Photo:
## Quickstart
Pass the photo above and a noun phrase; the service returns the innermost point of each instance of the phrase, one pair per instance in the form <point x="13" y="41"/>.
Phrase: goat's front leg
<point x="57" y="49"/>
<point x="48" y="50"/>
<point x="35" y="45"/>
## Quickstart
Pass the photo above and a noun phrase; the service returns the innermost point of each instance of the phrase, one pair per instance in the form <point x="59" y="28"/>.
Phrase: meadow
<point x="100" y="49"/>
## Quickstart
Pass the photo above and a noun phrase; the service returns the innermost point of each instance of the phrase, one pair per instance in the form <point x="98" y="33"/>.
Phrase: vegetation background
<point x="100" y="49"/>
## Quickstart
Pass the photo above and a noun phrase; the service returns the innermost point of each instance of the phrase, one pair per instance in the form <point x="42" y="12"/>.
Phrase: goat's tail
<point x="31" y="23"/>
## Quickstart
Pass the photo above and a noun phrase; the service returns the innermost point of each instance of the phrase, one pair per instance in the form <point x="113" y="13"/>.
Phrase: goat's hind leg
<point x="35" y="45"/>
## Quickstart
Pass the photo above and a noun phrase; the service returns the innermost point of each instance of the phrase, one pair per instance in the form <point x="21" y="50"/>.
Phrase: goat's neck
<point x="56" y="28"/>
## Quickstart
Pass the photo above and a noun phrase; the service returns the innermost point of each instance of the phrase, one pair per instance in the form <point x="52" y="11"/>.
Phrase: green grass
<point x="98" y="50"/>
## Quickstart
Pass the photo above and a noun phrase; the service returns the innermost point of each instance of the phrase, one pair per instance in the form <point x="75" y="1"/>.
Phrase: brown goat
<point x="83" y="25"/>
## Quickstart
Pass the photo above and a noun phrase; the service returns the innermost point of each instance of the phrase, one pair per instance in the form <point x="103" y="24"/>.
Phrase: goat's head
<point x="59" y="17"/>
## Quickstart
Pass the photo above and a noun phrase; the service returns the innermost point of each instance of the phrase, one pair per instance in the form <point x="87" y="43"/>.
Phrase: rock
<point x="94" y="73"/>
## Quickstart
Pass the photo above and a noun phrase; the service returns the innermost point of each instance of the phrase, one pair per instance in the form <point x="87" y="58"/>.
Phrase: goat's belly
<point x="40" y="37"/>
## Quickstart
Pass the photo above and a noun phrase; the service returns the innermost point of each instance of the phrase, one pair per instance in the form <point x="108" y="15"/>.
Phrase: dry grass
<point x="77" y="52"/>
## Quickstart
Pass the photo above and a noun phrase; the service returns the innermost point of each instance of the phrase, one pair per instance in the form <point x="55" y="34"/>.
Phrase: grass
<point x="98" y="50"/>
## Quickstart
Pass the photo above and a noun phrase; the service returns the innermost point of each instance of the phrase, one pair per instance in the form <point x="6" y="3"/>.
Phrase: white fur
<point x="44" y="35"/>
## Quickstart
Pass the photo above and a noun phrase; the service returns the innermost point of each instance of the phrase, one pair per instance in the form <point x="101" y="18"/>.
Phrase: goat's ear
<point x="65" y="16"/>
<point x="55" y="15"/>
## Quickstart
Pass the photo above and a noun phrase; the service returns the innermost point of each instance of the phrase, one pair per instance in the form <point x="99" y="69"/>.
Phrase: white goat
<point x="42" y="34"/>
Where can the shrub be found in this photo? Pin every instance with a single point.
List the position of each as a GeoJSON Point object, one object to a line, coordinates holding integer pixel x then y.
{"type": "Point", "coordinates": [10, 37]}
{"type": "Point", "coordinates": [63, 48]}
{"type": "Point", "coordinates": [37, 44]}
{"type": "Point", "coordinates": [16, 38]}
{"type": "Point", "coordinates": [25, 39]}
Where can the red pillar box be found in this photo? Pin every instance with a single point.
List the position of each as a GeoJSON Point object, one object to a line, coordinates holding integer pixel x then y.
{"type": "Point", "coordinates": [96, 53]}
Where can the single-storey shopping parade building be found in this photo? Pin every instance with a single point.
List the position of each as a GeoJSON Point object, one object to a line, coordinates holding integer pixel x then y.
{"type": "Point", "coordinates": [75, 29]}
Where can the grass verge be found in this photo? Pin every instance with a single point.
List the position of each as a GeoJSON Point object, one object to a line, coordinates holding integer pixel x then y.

Exercise »
After reading the entries above, state the number of lines that contain the word "found", adding nothing else.

Expected answer »
4